Image point annotation items
———
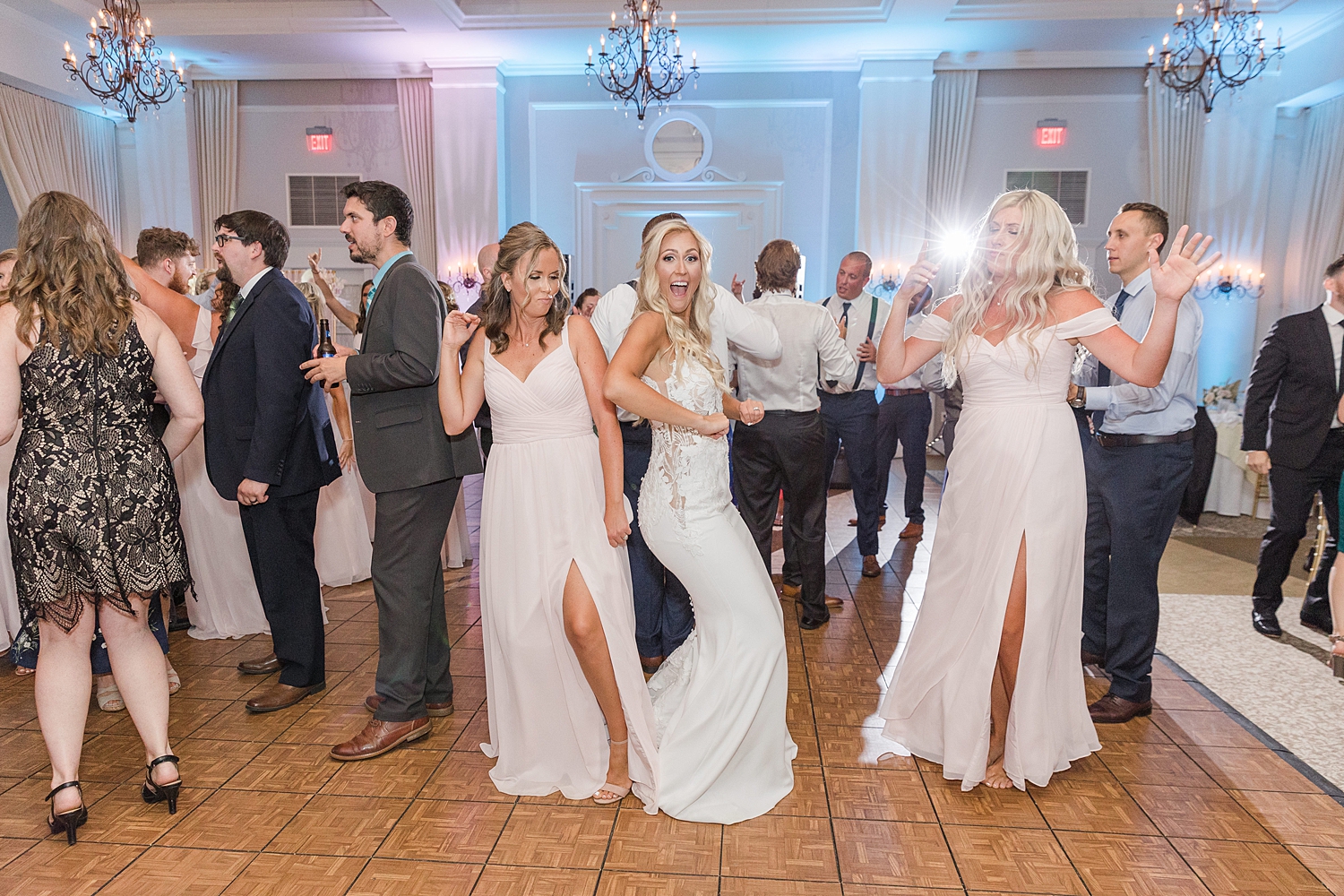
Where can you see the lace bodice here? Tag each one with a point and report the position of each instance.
(688, 473)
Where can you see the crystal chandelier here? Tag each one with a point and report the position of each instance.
(1217, 48)
(642, 65)
(123, 64)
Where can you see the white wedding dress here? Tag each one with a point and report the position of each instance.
(1018, 473)
(720, 699)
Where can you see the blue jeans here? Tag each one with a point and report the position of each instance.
(663, 614)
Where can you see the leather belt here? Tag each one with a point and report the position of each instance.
(1107, 440)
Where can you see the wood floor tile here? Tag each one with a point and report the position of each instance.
(401, 772)
(446, 831)
(499, 880)
(1198, 812)
(644, 842)
(161, 871)
(401, 877)
(1250, 770)
(340, 826)
(271, 874)
(1306, 820)
(236, 820)
(784, 847)
(1008, 807)
(556, 836)
(879, 794)
(1118, 866)
(618, 883)
(301, 769)
(1254, 869)
(895, 853)
(1091, 805)
(51, 868)
(1012, 860)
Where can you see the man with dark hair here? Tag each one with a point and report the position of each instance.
(168, 257)
(1292, 435)
(787, 449)
(269, 446)
(413, 468)
(663, 616)
(1137, 462)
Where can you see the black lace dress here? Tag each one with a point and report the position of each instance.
(93, 503)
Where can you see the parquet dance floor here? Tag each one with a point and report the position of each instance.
(1180, 804)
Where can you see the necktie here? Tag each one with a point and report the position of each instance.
(844, 322)
(1102, 371)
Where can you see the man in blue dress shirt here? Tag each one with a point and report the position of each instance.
(1137, 461)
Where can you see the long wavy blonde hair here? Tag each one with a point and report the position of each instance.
(688, 338)
(70, 276)
(1046, 260)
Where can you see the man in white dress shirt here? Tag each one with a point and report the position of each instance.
(663, 616)
(849, 405)
(787, 449)
(1137, 465)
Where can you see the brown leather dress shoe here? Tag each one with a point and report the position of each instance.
(1112, 710)
(280, 696)
(263, 667)
(435, 710)
(381, 737)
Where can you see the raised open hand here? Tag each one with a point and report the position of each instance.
(459, 328)
(1185, 263)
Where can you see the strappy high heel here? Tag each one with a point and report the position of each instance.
(612, 788)
(67, 821)
(156, 793)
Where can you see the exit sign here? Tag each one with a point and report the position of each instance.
(320, 139)
(1051, 134)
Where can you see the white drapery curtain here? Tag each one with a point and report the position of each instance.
(1317, 228)
(1175, 145)
(416, 109)
(47, 145)
(217, 152)
(949, 147)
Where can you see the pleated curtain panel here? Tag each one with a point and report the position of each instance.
(1317, 228)
(1175, 145)
(951, 121)
(217, 152)
(416, 108)
(48, 145)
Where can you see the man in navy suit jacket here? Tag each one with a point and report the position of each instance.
(269, 445)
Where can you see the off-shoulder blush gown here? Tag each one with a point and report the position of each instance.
(542, 509)
(1018, 471)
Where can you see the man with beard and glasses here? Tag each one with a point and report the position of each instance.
(269, 445)
(409, 462)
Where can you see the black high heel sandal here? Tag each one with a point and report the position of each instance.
(67, 821)
(153, 793)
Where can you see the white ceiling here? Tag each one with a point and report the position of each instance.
(362, 38)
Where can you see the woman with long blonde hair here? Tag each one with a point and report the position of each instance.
(991, 684)
(720, 697)
(569, 708)
(93, 512)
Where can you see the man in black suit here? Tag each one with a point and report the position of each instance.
(1292, 433)
(269, 445)
(409, 462)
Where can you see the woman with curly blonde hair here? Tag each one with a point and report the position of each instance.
(991, 684)
(720, 697)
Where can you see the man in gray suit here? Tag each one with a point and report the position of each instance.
(413, 468)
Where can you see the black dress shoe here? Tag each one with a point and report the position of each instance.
(1266, 624)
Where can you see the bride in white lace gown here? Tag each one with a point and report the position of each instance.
(991, 683)
(719, 700)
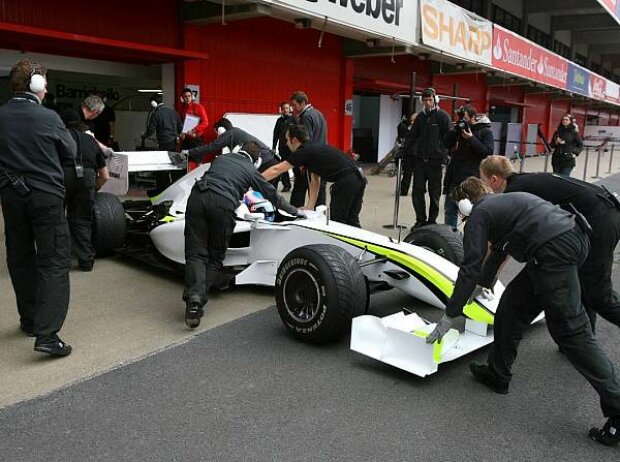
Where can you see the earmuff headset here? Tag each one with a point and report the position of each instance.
(435, 96)
(465, 207)
(38, 82)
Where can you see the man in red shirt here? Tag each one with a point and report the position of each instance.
(193, 137)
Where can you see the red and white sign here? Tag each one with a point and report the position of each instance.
(456, 31)
(597, 86)
(514, 54)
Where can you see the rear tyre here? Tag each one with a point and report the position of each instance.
(319, 289)
(440, 239)
(109, 224)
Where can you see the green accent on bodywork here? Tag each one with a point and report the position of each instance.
(472, 310)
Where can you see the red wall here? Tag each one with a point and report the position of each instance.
(153, 22)
(471, 86)
(255, 64)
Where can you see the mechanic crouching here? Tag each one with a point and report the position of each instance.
(210, 221)
(553, 244)
(33, 143)
(325, 163)
(470, 141)
(83, 177)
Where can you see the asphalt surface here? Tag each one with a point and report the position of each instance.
(247, 391)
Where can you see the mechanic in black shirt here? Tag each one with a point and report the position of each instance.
(279, 140)
(82, 177)
(552, 243)
(595, 204)
(210, 221)
(328, 164)
(231, 138)
(33, 143)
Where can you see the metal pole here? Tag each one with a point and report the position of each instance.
(598, 162)
(394, 224)
(585, 167)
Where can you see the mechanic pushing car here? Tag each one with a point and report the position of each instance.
(325, 163)
(33, 143)
(598, 205)
(552, 243)
(210, 221)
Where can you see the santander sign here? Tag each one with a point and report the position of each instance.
(518, 56)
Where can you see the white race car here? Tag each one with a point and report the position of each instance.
(323, 271)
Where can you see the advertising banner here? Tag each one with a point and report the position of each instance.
(388, 18)
(612, 92)
(456, 31)
(578, 79)
(514, 54)
(597, 87)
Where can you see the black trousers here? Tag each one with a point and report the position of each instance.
(209, 223)
(300, 188)
(598, 294)
(347, 196)
(551, 282)
(407, 173)
(79, 201)
(38, 257)
(426, 171)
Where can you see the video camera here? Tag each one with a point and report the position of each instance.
(461, 124)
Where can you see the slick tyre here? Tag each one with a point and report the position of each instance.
(440, 239)
(319, 289)
(109, 224)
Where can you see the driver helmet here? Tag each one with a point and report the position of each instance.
(256, 203)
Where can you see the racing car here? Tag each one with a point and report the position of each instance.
(323, 272)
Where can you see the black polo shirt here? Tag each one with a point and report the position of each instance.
(330, 163)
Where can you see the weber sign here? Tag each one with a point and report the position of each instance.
(392, 19)
(456, 31)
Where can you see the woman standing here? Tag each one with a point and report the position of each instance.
(567, 145)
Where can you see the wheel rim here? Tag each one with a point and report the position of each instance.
(302, 295)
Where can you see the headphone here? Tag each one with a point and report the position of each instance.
(465, 207)
(37, 81)
(435, 96)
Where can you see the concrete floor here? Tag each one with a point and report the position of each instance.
(122, 312)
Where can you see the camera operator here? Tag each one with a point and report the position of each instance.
(470, 141)
(425, 144)
(34, 142)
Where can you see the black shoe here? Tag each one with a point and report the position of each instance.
(87, 266)
(193, 313)
(487, 376)
(54, 348)
(609, 435)
(28, 330)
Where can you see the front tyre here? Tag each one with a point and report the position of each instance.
(319, 289)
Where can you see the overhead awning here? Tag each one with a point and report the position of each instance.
(36, 39)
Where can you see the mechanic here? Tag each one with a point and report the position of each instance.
(193, 137)
(469, 141)
(599, 206)
(315, 124)
(425, 144)
(325, 163)
(279, 140)
(229, 139)
(552, 243)
(83, 177)
(33, 142)
(210, 221)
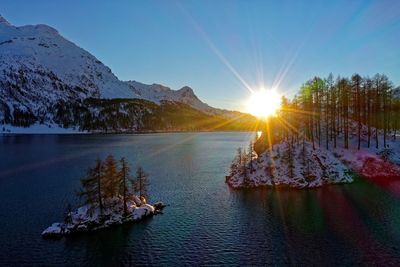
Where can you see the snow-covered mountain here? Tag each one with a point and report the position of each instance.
(158, 92)
(40, 70)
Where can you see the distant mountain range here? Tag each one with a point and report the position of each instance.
(47, 79)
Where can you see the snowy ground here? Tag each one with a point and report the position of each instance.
(89, 218)
(322, 166)
(317, 168)
(38, 129)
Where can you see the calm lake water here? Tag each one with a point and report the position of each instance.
(206, 223)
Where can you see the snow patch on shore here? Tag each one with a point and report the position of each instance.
(305, 168)
(38, 129)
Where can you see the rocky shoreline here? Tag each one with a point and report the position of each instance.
(89, 218)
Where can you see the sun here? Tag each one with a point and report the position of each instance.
(264, 103)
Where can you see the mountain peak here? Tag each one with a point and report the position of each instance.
(187, 91)
(4, 21)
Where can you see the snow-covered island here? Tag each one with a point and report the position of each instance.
(285, 165)
(299, 165)
(328, 134)
(89, 218)
(110, 199)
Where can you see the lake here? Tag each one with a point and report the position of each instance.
(206, 223)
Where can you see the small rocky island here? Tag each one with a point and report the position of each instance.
(111, 197)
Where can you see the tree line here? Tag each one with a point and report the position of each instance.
(326, 109)
(109, 179)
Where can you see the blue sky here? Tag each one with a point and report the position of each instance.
(220, 47)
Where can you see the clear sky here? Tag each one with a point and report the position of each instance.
(220, 47)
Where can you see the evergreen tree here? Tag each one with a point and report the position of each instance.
(141, 183)
(92, 185)
(123, 182)
(111, 185)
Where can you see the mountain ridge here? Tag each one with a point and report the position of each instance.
(41, 73)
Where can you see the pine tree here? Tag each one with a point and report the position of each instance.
(111, 185)
(141, 183)
(92, 185)
(123, 182)
(251, 157)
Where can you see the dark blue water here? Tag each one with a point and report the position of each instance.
(206, 222)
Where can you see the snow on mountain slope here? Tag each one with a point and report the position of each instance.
(158, 92)
(41, 72)
(42, 47)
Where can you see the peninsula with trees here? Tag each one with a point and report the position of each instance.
(111, 197)
(332, 130)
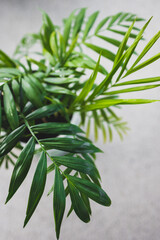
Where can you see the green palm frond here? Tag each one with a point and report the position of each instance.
(41, 91)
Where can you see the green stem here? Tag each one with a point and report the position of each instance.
———
### TASK DESCRIPTION
Reproduce verbatim the lines between the one containing "Where can you see the blue jeans" and the one containing "(1137, 465)", inclusive.

### COMPLETED TASK
Where can you see the blue jeans here? Tag each one with a point and report the position of each instance.
(663, 614)
Where can you see the leather belt here? Tag each one with a point and report the position of each instance.
(1107, 440)
Where can you see the wood floor tile here? Tag each one with a point and report the position of each instance.
(401, 772)
(446, 831)
(499, 880)
(1198, 812)
(644, 842)
(161, 871)
(401, 877)
(1250, 770)
(340, 826)
(271, 874)
(1306, 820)
(236, 820)
(784, 847)
(1008, 807)
(556, 836)
(879, 794)
(1118, 866)
(618, 883)
(301, 769)
(1254, 869)
(895, 853)
(1091, 805)
(51, 868)
(1012, 860)
Where can you see the man with dark hair here? Tag each one with a point and report the position of each instance.
(168, 257)
(1292, 435)
(787, 449)
(269, 446)
(413, 468)
(663, 616)
(1137, 462)
Where can you see the black lace dress here? Tag each one with a point and report the position of each instance.
(93, 503)
Where can you see the parquet dance floor here? Tag each one with a point and report the position of each instance.
(1180, 804)
Where can you see the necktie here? Tag each one with a point and report the position of each instance.
(844, 322)
(1102, 371)
Where can you see the man in blue dress shirt here? Tag each one with a point and report the position of each instance.
(1137, 461)
Where can you see the long wavy blonde hair here? Tag each one with a point and report the position of each instance.
(688, 338)
(70, 276)
(1046, 260)
Where can you see the man in white dress shirt here? Tag each one with a point and report the position of each instance.
(663, 616)
(849, 405)
(787, 449)
(1137, 465)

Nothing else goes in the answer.